= Exercise instructions =
Give again the line that contains "-- a row prints like pixel 614 111" and every line after it to the end of the records. Keep them exactly as they are and add nothing.

= Information provided =
-- Opening Marker --

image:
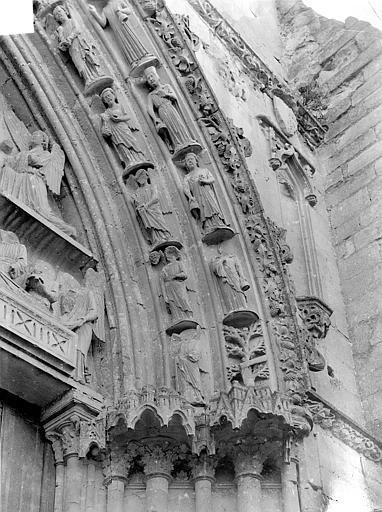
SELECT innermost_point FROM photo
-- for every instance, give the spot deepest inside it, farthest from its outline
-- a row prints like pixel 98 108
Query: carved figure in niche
pixel 81 309
pixel 174 292
pixel 81 48
pixel 233 285
pixel 203 202
pixel 42 285
pixel 118 127
pixel 116 13
pixel 189 367
pixel 25 175
pixel 149 212
pixel 163 108
pixel 13 260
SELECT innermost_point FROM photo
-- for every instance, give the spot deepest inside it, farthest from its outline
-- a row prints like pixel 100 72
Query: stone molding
pixel 230 149
pixel 264 79
pixel 330 419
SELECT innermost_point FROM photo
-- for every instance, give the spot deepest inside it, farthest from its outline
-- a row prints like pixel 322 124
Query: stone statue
pixel 148 209
pixel 232 283
pixel 118 127
pixel 42 285
pixel 26 174
pixel 189 366
pixel 163 109
pixel 13 260
pixel 116 14
pixel 203 202
pixel 81 48
pixel 174 291
pixel 81 309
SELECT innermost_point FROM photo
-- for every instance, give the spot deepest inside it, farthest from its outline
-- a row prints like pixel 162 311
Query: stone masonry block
pixel 355 114
pixel 350 186
pixel 365 158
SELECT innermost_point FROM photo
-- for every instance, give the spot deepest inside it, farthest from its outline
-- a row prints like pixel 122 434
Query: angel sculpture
pixel 199 188
pixel 26 174
pixel 163 108
pixel 118 127
pixel 116 13
pixel 81 309
pixel 148 209
pixel 81 48
pixel 174 292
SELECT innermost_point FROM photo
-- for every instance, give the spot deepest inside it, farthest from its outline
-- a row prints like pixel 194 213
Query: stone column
pixel 290 497
pixel 69 432
pixel 116 470
pixel 157 466
pixel 203 472
pixel 55 439
pixel 248 461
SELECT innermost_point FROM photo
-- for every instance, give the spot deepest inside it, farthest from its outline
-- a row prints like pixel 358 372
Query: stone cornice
pixel 344 428
pixel 264 79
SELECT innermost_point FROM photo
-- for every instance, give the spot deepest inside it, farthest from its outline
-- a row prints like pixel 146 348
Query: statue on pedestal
pixel 81 309
pixel 200 191
pixel 26 174
pixel 81 48
pixel 116 14
pixel 149 212
pixel 163 108
pixel 118 127
pixel 174 292
pixel 13 260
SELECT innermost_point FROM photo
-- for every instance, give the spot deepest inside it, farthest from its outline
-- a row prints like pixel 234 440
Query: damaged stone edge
pixel 344 428
pixel 263 78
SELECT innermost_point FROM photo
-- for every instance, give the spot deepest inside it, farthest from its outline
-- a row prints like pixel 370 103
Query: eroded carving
pixel 163 108
pixel 232 286
pixel 116 14
pixel 13 261
pixel 174 292
pixel 26 173
pixel 81 309
pixel 118 127
pixel 199 188
pixel 189 366
pixel 149 212
pixel 75 41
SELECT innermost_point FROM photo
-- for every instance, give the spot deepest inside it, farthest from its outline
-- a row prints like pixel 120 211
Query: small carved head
pixel 39 138
pixel 60 14
pixel 108 97
pixel 172 253
pixel 6 146
pixel 191 161
pixel 142 177
pixel 152 77
pixel 8 237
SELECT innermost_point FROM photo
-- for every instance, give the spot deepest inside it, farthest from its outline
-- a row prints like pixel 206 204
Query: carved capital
pixel 158 461
pixel 116 465
pixel 316 315
pixel 203 467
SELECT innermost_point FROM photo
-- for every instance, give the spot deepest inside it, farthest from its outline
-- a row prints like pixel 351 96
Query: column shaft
pixel 249 493
pixel 290 496
pixel 157 493
pixel 59 491
pixel 203 495
pixel 73 484
pixel 115 495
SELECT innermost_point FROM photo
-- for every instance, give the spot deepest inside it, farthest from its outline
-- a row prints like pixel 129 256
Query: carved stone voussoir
pixel 329 419
pixel 315 315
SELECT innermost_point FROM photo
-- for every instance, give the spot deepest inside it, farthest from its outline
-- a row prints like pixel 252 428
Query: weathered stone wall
pixel 344 64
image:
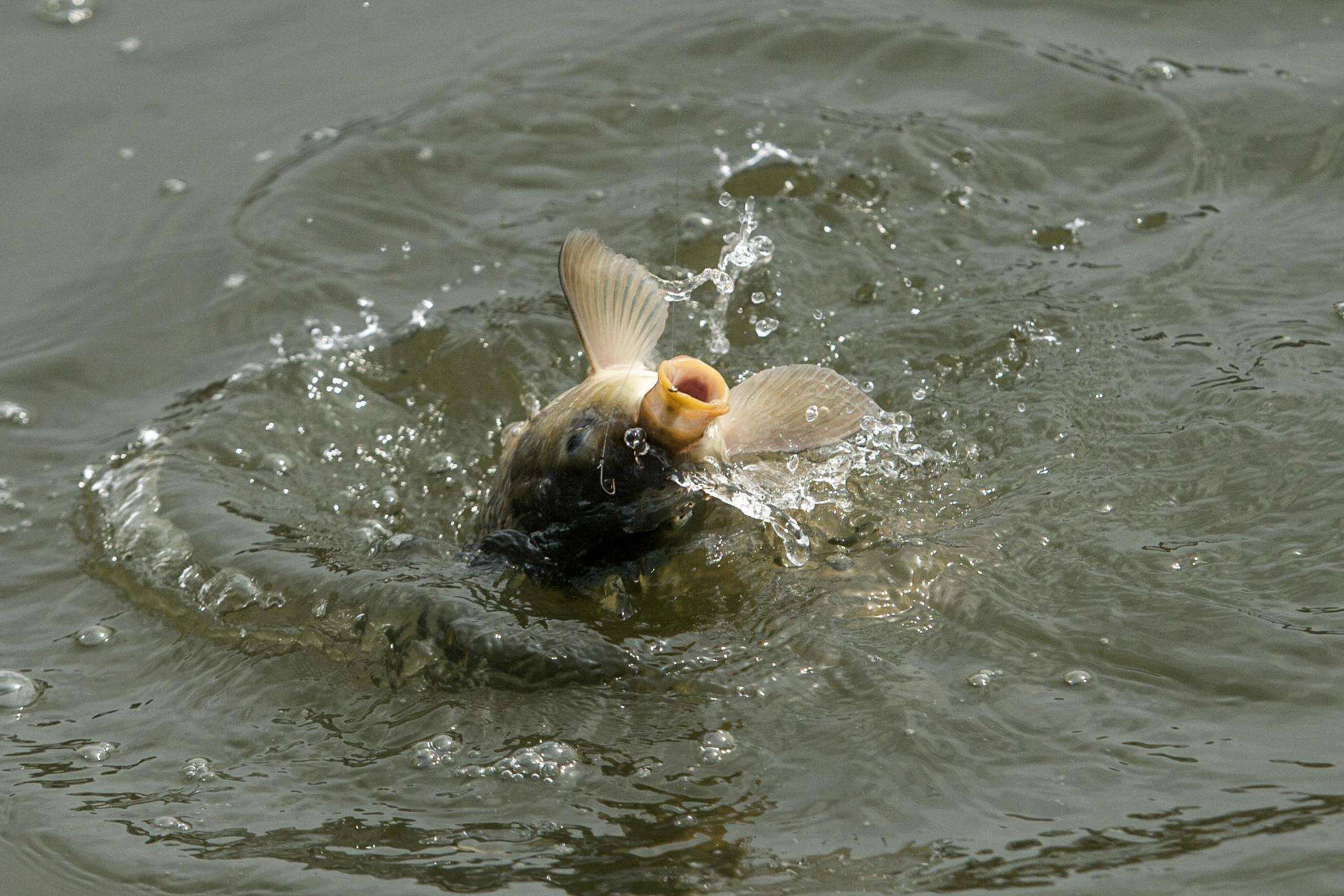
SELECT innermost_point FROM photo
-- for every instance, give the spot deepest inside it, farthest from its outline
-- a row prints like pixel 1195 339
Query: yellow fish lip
pixel 687 398
pixel 694 386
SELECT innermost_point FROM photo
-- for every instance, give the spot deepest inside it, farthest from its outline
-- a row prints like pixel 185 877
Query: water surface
pixel 277 280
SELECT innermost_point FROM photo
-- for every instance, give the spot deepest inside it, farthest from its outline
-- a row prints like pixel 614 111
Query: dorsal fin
pixel 769 410
pixel 617 307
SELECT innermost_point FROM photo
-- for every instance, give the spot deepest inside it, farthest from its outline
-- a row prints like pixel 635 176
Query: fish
pixel 596 474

-- Closing Marker --

= Response =
-- a row prints like pixel 614 111
Query: dorsal fin
pixel 769 410
pixel 617 307
SELECT innermost_point FROM photo
-- for every instance, give the spot deepest inside it, farthest from its outline
-- a row prints like pixel 635 176
Query: fish
pixel 596 474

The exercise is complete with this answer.